▸ **TASK REQUIREMENTS**: Arrange the records from the line with "airplane, that would help a great deal." up to and including the line with "173), (354, 170)]" as a two-column CSV with the columns text and answer. Give one row per record, put each value in a single quoted field, and turn line breaks into spaces.

A run of records:
--------------------------------------------------
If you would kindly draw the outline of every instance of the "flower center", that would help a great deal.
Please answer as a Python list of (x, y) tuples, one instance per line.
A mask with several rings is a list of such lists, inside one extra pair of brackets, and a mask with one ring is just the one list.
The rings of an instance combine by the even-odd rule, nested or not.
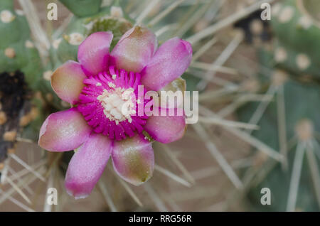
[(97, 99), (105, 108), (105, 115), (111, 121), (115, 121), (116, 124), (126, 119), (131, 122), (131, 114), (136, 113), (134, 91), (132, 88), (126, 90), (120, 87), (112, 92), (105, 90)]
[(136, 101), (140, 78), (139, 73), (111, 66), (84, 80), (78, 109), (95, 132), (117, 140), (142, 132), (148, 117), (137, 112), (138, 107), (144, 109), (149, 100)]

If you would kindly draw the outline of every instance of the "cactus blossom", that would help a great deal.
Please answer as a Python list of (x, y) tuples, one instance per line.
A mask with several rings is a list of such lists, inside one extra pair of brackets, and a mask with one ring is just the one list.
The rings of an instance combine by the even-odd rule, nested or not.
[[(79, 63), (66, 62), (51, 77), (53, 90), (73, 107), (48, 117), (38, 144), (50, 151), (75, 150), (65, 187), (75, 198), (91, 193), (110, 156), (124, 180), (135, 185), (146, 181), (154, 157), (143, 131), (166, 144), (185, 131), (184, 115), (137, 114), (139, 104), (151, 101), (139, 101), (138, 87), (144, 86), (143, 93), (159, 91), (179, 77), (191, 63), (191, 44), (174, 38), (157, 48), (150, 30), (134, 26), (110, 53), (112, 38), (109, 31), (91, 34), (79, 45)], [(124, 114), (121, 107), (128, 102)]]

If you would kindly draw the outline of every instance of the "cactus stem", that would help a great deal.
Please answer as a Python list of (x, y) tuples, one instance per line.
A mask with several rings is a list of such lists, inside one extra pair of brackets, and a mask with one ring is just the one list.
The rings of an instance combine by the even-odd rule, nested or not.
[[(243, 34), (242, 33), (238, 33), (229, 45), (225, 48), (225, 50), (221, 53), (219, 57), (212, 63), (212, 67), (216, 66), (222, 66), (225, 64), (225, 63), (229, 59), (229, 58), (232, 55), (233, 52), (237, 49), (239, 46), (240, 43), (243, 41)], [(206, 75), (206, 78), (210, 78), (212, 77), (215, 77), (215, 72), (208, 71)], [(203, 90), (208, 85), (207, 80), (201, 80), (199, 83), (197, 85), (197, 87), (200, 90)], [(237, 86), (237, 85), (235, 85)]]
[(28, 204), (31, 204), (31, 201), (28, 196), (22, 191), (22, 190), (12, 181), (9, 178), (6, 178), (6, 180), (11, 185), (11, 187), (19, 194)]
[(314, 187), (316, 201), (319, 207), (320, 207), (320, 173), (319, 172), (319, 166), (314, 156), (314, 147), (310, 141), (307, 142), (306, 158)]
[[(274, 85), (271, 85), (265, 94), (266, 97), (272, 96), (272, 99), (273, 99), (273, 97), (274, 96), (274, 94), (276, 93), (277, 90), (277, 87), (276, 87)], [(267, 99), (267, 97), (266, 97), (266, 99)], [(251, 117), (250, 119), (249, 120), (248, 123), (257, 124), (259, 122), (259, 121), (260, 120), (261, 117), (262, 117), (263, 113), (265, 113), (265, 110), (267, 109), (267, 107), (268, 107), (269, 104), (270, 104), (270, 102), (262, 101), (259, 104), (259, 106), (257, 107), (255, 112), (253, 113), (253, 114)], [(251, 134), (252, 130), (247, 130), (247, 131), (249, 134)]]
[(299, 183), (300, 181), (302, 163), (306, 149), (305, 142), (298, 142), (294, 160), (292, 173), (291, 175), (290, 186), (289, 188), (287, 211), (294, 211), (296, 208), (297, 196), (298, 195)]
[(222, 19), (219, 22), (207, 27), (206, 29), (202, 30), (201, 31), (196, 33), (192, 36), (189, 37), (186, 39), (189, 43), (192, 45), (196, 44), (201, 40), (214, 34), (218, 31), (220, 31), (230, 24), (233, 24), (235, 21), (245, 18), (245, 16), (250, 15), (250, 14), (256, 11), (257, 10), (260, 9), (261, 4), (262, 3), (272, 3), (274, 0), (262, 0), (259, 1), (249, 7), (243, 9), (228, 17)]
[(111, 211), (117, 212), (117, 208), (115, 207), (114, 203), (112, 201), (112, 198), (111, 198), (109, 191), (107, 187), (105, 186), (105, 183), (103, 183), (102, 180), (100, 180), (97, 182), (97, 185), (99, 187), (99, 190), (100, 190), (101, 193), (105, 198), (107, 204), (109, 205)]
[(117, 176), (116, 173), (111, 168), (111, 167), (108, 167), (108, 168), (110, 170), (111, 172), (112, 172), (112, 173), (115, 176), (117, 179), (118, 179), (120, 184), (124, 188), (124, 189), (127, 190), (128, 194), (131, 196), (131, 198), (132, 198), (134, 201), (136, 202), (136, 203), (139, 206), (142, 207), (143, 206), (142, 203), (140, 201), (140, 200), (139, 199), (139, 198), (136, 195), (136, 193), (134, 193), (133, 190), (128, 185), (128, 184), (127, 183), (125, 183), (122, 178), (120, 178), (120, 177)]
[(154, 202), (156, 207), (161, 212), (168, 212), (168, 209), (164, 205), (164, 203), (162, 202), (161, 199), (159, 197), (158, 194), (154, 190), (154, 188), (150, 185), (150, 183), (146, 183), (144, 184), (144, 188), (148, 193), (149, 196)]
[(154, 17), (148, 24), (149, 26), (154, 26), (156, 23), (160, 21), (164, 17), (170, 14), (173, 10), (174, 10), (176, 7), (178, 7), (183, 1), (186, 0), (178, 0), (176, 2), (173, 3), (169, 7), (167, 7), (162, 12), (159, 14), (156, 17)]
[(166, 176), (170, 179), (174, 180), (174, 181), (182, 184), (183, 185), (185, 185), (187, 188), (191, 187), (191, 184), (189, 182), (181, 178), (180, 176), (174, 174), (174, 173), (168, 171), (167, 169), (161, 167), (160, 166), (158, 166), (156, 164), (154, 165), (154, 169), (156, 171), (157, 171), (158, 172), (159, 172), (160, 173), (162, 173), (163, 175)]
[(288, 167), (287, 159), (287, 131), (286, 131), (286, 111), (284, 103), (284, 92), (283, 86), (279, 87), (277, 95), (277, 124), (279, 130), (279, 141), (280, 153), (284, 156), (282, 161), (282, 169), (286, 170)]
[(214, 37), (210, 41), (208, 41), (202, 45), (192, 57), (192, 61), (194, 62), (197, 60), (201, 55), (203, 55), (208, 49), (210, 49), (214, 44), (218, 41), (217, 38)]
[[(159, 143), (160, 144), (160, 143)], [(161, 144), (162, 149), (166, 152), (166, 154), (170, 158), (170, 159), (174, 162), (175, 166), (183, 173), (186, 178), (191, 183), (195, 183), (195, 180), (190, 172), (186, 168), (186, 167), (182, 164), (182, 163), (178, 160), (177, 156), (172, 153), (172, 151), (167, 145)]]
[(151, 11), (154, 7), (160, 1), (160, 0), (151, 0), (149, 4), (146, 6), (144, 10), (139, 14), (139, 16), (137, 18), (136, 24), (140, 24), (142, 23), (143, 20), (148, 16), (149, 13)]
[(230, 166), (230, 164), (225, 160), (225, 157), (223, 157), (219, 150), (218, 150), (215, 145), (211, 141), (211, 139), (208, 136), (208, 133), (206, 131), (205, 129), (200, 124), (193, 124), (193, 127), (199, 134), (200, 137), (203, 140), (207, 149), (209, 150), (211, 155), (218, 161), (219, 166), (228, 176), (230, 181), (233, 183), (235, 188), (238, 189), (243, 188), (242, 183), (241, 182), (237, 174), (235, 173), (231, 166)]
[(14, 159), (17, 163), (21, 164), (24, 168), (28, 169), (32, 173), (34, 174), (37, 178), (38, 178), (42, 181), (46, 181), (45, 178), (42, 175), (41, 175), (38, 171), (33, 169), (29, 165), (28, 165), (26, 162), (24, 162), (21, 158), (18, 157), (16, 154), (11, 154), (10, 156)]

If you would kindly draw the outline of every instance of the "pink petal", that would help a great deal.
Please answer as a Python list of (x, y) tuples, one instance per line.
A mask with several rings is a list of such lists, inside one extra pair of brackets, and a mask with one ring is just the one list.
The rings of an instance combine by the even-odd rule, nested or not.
--------------------------------------------------
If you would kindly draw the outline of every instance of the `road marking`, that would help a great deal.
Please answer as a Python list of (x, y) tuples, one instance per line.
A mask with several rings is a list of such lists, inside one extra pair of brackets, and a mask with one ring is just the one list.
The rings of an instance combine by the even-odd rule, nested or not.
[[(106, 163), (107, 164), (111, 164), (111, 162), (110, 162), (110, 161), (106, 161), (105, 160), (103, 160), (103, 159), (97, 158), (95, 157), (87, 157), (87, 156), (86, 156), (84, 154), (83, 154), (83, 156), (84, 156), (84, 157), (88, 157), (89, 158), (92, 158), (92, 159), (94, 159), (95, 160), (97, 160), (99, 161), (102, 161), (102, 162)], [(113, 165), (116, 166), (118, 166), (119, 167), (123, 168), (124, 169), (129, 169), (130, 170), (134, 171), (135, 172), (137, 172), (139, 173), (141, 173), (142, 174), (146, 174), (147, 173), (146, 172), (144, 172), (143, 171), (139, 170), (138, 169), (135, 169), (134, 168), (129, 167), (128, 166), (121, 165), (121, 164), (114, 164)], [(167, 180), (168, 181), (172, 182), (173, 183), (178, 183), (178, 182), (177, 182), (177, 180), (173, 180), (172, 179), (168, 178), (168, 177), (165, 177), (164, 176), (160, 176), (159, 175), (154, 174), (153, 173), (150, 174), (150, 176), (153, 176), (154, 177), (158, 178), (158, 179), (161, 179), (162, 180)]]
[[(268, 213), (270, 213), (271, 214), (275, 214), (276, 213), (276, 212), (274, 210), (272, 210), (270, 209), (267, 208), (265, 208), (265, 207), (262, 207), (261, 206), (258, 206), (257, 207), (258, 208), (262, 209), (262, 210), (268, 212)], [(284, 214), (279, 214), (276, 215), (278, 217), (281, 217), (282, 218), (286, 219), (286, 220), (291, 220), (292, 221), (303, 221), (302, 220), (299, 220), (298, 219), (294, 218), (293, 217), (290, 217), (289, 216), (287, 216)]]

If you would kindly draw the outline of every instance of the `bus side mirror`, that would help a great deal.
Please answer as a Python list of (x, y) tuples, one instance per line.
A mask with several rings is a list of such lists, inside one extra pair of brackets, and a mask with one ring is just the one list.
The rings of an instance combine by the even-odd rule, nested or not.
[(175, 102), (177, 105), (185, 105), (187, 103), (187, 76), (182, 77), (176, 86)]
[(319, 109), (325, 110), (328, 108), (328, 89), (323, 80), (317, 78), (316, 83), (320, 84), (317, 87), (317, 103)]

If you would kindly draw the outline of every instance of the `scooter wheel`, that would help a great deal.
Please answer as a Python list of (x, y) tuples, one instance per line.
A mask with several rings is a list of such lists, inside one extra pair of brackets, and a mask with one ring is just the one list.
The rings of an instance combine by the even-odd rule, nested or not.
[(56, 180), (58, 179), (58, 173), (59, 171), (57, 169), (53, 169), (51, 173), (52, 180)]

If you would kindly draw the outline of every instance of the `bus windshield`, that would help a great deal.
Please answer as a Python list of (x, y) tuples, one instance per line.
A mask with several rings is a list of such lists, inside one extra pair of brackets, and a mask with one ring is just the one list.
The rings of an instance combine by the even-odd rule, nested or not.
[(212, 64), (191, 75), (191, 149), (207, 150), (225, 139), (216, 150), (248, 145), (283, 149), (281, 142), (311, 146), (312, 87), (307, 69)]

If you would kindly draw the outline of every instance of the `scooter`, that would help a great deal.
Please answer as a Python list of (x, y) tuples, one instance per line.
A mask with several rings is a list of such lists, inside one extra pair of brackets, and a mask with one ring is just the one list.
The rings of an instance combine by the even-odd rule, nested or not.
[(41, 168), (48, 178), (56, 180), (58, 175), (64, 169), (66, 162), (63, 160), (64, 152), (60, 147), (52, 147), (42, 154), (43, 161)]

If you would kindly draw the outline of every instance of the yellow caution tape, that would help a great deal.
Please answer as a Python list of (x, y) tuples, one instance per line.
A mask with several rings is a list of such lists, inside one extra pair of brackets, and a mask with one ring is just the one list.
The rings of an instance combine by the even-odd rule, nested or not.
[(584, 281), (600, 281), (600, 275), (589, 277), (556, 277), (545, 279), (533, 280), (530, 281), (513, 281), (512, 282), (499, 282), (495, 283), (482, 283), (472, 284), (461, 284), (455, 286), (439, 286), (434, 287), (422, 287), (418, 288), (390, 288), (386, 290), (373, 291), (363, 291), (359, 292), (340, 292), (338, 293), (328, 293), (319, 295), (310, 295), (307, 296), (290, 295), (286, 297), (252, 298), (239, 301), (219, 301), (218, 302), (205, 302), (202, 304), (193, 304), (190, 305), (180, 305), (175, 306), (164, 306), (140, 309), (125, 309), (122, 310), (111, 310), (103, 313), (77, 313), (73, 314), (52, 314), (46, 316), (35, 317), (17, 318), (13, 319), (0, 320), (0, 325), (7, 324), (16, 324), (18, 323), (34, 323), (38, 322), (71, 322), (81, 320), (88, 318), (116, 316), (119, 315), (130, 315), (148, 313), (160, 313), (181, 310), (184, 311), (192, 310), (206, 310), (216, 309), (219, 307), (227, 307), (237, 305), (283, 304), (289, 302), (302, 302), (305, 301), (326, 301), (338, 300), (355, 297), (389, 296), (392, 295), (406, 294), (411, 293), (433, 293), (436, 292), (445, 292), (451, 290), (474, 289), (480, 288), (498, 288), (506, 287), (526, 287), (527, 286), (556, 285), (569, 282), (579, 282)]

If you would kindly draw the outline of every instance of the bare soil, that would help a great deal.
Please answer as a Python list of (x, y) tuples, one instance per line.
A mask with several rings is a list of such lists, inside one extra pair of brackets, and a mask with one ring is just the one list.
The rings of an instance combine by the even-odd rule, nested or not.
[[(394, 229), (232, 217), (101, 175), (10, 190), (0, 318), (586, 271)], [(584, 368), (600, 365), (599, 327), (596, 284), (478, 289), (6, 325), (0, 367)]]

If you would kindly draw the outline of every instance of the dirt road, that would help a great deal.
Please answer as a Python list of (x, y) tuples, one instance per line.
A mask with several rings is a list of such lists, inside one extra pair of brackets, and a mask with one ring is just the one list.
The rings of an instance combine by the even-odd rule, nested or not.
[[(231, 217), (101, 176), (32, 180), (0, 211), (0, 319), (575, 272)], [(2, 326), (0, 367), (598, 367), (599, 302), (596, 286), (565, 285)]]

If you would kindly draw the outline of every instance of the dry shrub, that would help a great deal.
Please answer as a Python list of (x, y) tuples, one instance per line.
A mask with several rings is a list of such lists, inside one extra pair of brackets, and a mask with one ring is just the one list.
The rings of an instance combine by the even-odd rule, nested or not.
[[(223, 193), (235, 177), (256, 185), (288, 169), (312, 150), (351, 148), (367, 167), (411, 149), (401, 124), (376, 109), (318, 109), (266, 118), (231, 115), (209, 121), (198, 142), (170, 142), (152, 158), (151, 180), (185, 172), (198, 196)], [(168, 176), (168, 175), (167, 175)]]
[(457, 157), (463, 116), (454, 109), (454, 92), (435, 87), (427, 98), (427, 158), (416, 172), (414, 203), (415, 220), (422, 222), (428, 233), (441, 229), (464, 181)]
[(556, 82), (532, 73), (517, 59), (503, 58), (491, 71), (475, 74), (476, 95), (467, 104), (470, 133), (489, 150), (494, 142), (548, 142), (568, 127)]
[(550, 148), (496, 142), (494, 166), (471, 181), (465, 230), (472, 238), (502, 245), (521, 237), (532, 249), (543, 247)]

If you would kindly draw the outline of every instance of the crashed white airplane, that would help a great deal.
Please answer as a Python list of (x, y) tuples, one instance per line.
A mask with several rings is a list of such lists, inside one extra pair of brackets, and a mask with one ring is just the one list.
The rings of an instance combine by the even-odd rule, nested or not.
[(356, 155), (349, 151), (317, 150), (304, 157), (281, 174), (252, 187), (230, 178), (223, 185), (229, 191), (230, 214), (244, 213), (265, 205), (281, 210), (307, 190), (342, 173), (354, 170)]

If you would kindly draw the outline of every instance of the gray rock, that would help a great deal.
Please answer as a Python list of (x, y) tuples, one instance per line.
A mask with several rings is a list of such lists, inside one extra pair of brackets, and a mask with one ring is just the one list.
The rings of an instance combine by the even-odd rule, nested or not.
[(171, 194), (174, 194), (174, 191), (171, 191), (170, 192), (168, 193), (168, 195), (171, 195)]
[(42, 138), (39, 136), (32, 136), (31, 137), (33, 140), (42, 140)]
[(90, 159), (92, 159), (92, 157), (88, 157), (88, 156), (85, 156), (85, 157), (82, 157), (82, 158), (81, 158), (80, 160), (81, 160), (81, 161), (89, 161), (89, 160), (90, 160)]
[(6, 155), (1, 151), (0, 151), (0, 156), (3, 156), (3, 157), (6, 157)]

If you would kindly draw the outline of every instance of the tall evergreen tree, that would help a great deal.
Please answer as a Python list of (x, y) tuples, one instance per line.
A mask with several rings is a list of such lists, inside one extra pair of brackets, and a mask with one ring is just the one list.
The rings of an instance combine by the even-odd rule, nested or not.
--------------------------------------------------
▸ **REPLY TO THE TASK**:
text,answer
"If you would kindly draw the outline of every instance of the crashed white airplane, that would help a great deal. Please answer as a Python list of (x, y) tuples, one instance per line. A mask with several rings is a list of such lists, inside one extra pair of brackets, and a mask with one ring is just the one list. The rings of an instance combine by the even-odd rule, nested or not.","[(356, 155), (349, 151), (317, 150), (304, 157), (281, 174), (252, 187), (230, 178), (223, 185), (229, 191), (230, 214), (244, 213), (265, 205), (281, 210), (307, 190), (342, 173), (354, 170)]"